— start Given records —

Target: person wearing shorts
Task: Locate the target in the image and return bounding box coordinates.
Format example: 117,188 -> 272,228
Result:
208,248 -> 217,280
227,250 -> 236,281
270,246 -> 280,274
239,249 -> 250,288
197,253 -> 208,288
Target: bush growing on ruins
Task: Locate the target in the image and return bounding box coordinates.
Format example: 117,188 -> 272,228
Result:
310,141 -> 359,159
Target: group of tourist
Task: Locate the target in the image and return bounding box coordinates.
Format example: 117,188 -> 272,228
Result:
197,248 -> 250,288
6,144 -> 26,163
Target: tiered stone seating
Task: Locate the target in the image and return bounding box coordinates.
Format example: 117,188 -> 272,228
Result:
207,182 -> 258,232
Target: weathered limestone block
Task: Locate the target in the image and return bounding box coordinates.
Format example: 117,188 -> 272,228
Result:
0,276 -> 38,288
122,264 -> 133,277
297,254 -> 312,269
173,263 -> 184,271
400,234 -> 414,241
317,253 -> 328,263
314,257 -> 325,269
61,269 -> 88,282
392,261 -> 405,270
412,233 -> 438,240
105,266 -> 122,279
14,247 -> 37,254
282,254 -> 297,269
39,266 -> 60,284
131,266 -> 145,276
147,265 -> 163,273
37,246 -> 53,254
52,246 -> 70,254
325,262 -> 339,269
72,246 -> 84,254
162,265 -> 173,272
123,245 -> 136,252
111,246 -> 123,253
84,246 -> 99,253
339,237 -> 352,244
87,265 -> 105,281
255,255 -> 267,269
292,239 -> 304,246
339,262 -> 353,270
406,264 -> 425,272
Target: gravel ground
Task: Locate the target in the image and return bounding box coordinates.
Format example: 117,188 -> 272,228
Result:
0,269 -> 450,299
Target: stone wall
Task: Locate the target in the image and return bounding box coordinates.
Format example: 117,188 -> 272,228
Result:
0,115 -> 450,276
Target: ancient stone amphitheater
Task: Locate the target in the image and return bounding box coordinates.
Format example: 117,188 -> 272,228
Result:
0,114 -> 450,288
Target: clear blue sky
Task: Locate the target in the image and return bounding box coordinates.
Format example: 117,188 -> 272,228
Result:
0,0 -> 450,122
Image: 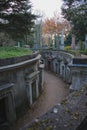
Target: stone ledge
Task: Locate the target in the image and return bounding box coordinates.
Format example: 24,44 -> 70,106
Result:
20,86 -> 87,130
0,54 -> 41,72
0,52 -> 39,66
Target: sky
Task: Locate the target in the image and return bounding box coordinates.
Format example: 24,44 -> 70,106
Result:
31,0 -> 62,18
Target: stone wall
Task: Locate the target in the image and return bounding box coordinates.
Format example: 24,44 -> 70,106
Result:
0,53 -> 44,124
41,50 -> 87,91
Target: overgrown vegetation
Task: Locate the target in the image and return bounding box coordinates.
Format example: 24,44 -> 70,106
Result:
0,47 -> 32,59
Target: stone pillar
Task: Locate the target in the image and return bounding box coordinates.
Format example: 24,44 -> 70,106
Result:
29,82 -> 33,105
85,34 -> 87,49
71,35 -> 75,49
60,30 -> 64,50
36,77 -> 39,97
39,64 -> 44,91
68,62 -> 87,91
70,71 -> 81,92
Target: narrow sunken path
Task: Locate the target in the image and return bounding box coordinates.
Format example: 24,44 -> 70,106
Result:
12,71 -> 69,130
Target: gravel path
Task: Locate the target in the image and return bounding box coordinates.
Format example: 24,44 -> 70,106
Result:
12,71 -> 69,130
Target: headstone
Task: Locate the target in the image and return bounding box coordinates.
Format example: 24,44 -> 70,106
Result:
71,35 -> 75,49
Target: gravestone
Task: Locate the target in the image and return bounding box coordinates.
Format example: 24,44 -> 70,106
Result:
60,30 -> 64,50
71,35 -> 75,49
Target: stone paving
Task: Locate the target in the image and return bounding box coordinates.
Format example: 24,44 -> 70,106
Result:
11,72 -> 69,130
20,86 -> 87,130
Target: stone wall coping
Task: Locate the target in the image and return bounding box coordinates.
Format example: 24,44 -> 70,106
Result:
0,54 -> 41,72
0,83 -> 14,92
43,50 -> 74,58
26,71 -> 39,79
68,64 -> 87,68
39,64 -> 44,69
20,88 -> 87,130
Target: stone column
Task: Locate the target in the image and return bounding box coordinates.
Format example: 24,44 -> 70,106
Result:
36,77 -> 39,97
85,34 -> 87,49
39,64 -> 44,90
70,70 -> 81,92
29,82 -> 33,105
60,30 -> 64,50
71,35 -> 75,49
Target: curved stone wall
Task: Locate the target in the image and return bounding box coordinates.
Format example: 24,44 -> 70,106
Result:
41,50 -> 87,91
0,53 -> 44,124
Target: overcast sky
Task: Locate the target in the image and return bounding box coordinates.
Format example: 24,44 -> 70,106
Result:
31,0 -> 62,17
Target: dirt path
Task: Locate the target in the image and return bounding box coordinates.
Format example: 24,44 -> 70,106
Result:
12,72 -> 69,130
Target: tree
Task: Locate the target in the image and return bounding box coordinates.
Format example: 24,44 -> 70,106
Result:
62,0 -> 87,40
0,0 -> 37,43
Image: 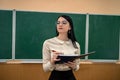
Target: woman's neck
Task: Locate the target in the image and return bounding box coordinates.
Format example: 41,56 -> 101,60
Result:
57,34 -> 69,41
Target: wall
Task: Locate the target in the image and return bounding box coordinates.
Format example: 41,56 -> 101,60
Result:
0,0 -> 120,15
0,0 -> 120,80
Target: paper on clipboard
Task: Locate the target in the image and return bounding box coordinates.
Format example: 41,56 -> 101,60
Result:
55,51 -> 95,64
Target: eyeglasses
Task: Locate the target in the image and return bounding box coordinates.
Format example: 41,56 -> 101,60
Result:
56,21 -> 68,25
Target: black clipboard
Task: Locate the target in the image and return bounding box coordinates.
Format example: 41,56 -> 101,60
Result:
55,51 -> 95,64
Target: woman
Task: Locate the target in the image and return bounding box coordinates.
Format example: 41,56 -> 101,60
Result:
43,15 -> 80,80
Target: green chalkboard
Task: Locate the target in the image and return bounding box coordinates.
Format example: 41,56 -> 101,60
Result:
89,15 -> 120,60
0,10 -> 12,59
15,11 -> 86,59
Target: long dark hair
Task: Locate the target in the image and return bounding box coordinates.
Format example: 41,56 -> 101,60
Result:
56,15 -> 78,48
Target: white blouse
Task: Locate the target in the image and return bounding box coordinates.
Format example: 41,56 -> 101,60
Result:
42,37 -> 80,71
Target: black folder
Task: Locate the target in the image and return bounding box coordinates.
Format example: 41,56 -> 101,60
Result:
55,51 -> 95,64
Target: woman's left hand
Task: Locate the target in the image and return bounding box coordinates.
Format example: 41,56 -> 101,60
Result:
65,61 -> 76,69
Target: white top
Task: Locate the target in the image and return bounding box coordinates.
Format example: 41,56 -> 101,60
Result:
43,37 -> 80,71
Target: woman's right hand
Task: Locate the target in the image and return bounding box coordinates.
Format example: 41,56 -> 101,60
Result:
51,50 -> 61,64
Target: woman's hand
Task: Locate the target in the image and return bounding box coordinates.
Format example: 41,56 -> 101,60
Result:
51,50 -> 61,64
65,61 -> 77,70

— end Given records —
— start Given records —

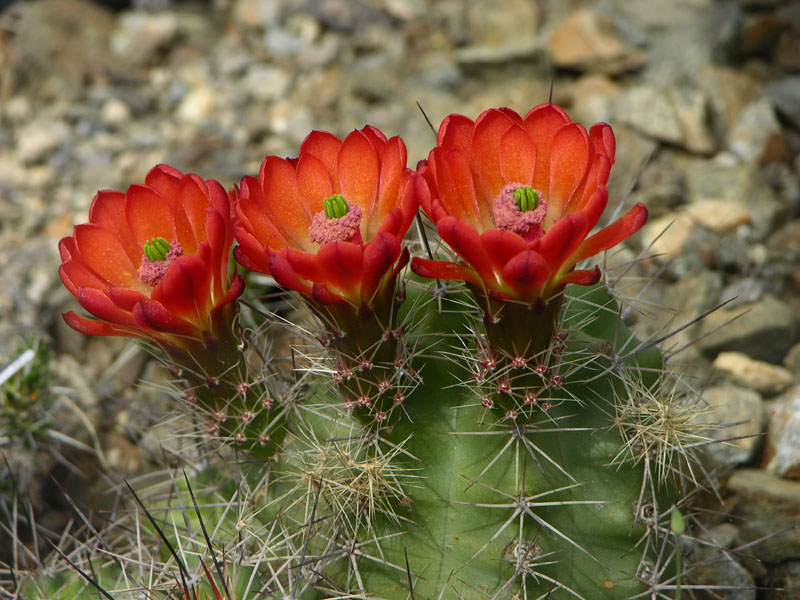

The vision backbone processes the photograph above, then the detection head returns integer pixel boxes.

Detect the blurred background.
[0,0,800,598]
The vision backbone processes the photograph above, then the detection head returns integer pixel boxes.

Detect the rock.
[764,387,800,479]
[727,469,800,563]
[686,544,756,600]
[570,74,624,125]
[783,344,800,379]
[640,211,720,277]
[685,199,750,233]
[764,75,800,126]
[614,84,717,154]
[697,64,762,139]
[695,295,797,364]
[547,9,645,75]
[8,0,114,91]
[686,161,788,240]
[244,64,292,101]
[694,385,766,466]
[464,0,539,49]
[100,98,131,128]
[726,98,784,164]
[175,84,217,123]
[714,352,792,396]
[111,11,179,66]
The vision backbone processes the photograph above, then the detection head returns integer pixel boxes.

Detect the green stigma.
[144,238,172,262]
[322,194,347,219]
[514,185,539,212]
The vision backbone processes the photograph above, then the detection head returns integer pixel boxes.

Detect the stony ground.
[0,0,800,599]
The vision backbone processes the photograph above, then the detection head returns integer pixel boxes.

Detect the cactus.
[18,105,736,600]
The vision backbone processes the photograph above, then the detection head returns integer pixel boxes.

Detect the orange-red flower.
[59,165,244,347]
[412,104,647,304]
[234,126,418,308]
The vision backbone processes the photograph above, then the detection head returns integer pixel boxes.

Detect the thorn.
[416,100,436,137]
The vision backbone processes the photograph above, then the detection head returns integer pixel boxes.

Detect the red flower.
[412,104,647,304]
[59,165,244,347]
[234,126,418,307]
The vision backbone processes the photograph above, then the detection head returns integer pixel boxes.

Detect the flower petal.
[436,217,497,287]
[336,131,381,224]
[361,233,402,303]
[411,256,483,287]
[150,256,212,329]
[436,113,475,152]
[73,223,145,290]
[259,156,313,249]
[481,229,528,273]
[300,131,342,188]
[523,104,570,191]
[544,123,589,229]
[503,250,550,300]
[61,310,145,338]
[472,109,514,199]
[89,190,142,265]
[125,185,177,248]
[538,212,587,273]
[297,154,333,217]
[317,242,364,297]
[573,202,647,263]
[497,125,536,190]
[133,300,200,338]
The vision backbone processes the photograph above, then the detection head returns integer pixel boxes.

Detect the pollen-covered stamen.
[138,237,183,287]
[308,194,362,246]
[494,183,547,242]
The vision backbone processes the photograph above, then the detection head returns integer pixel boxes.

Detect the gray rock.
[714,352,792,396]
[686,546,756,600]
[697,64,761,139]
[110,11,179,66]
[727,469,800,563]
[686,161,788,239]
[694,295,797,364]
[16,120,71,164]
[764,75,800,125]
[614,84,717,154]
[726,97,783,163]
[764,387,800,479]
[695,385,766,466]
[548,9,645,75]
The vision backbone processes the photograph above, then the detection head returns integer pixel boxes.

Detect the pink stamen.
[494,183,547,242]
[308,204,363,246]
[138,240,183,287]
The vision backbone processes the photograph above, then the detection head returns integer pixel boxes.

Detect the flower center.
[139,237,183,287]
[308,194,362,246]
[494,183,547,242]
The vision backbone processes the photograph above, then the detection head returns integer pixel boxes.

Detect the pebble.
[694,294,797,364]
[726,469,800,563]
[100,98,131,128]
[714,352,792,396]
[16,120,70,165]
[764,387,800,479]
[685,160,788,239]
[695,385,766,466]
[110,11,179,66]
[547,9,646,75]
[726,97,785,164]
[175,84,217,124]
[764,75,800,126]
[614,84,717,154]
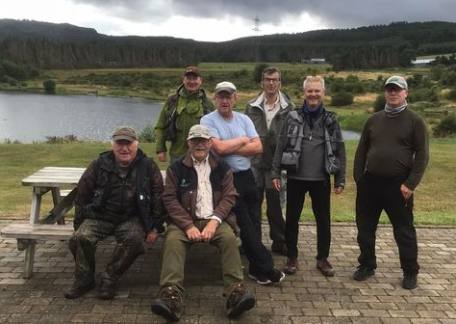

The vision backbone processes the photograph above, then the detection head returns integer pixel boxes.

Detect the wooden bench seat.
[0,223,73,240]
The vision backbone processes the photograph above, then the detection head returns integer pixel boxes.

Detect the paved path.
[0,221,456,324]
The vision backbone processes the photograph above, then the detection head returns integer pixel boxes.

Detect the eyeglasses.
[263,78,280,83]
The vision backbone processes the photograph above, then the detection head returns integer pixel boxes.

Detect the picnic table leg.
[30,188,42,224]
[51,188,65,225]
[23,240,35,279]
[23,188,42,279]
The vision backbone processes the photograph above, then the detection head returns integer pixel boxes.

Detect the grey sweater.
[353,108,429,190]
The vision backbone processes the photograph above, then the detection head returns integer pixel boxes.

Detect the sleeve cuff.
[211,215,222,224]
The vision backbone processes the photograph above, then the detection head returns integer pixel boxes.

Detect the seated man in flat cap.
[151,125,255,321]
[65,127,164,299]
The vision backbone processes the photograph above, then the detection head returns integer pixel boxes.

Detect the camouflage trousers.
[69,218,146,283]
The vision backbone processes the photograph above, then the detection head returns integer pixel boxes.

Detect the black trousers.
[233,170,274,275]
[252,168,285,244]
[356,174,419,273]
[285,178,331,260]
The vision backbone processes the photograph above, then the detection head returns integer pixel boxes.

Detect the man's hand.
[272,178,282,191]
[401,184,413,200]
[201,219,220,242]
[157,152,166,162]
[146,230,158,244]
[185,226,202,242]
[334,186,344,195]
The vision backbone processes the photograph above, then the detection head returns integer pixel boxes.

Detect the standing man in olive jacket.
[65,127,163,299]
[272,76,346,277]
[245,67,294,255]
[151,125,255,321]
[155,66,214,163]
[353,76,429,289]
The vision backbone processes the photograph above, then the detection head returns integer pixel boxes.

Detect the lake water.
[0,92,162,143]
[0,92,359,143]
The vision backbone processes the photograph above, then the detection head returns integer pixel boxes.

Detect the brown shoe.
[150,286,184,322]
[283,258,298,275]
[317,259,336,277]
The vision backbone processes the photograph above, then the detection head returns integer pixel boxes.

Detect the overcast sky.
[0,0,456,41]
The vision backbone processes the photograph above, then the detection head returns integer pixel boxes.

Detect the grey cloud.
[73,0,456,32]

— end Given records —

Copy the material word for word, from the line with "Target: narrow sunken path" up to and including the line with "57,34 -> 69,41", and leave the pictures out.

Target: narrow sunken path
Task: Locate the target in the image and return bounding box coordinates.
Format example: 24,44 -> 70,106
Result:
12,71 -> 69,130
Target: gravel path
Task: Locate the target in the image and return bounding box coordinates.
Format example: 24,44 -> 70,106
Result:
12,71 -> 69,130
Target: headstone
Task: Locate the target in the image and return bounding box coordinates.
Format example: 24,44 -> 70,106
Result:
71,35 -> 75,49
Target: gravestone
Task: Locate the target in the image and return bounding box coordinates.
Format example: 24,44 -> 70,106
Result:
60,30 -> 64,50
71,35 -> 75,49
Target: stone paving
Task: Locate the target in the image and return bounding box coordinates.
Format example: 24,44 -> 70,106
Result:
11,72 -> 69,130
20,86 -> 87,130
Target: stone wall coping
Task: Locate the target in the image and return bounding box coordinates.
Format example: 24,44 -> 70,106
Result:
0,54 -> 41,72
0,83 -> 14,92
43,50 -> 74,58
26,71 -> 39,79
68,64 -> 87,68
39,64 -> 44,69
20,88 -> 87,130
Target: stone column
Task: Locate the target in the image and return bounding box coordinates.
Format example: 24,44 -> 70,106
Result:
36,77 -> 39,97
85,34 -> 87,49
39,64 -> 44,90
70,70 -> 81,92
29,82 -> 33,105
60,30 -> 64,50
71,35 -> 75,49
Target: curved stone wall
Task: Locate the target in the image and return bounding box coordinates.
Format example: 24,44 -> 70,106
Result:
41,50 -> 87,91
0,53 -> 44,124
Target: overcast sky
Task: Locate the target in the image and return bounding box coordinates.
Format example: 24,44 -> 70,106
Result:
31,0 -> 62,17
Target: dirt path
Task: Locate the target in the image and return bounding box coordinates.
Format example: 24,44 -> 70,106
Result:
12,72 -> 69,130
Target: tree
Task: Locate the target in the image and return bounding box coordinates.
Format example: 24,44 -> 70,106
Result:
62,0 -> 87,40
0,0 -> 37,43
Image: 
Target: woman's neck
Task: Locate the target in the image and return bounding box coordinates.
Format example: 41,56 -> 101,60
Result:
57,34 -> 69,41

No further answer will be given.